- _Supplied material_
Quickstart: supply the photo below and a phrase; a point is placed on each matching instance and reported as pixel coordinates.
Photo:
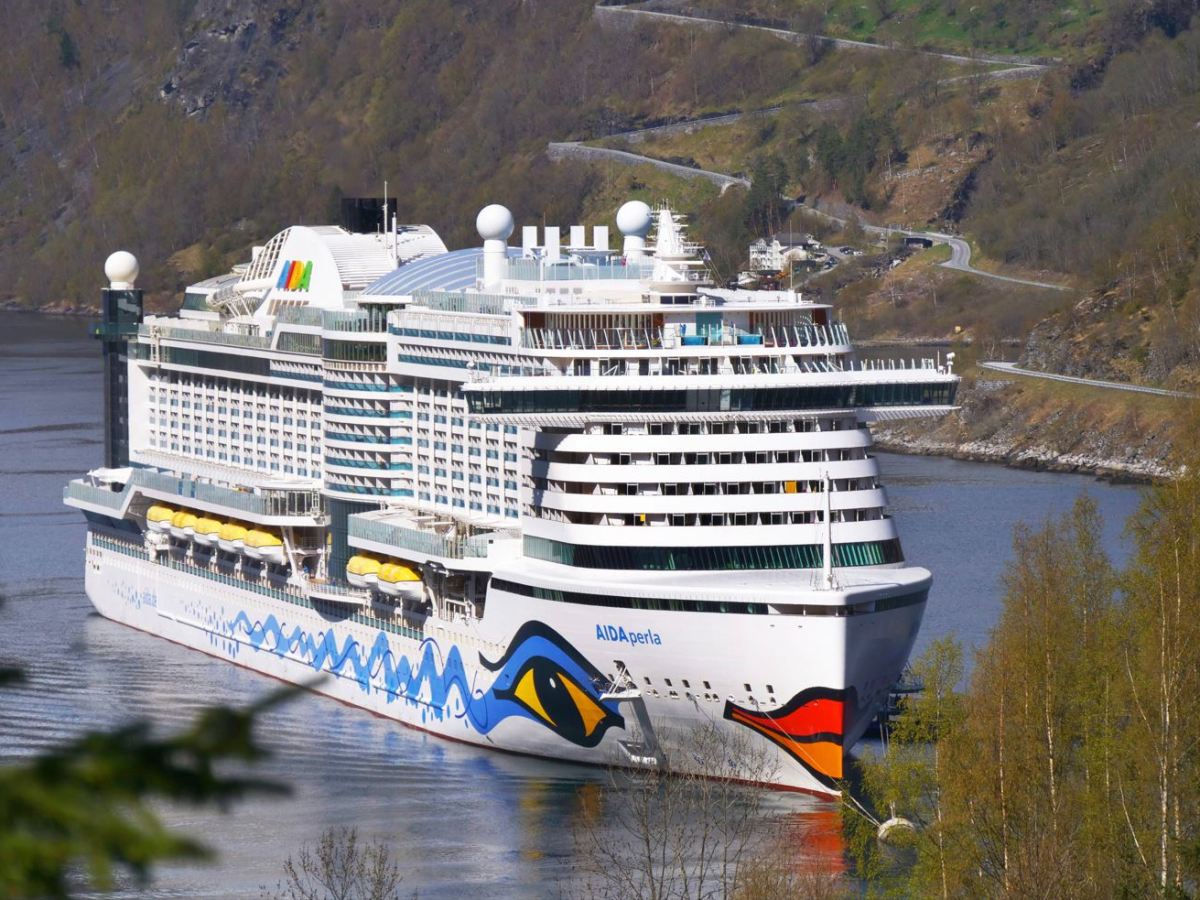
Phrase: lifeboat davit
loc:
(159, 517)
(231, 538)
(397, 580)
(363, 571)
(205, 532)
(262, 545)
(183, 525)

- _What the task requires_
Please copy out every line of the entries above word for word, leaving out the pictures.

- _Completed task_
Quickstart: supply the photo below and a phrase; a point is placed on each matching instance and reported as pixel coordinates.
Photo:
Phrase: lifeboat davit
loc:
(159, 517)
(231, 538)
(397, 580)
(363, 571)
(205, 532)
(262, 545)
(183, 525)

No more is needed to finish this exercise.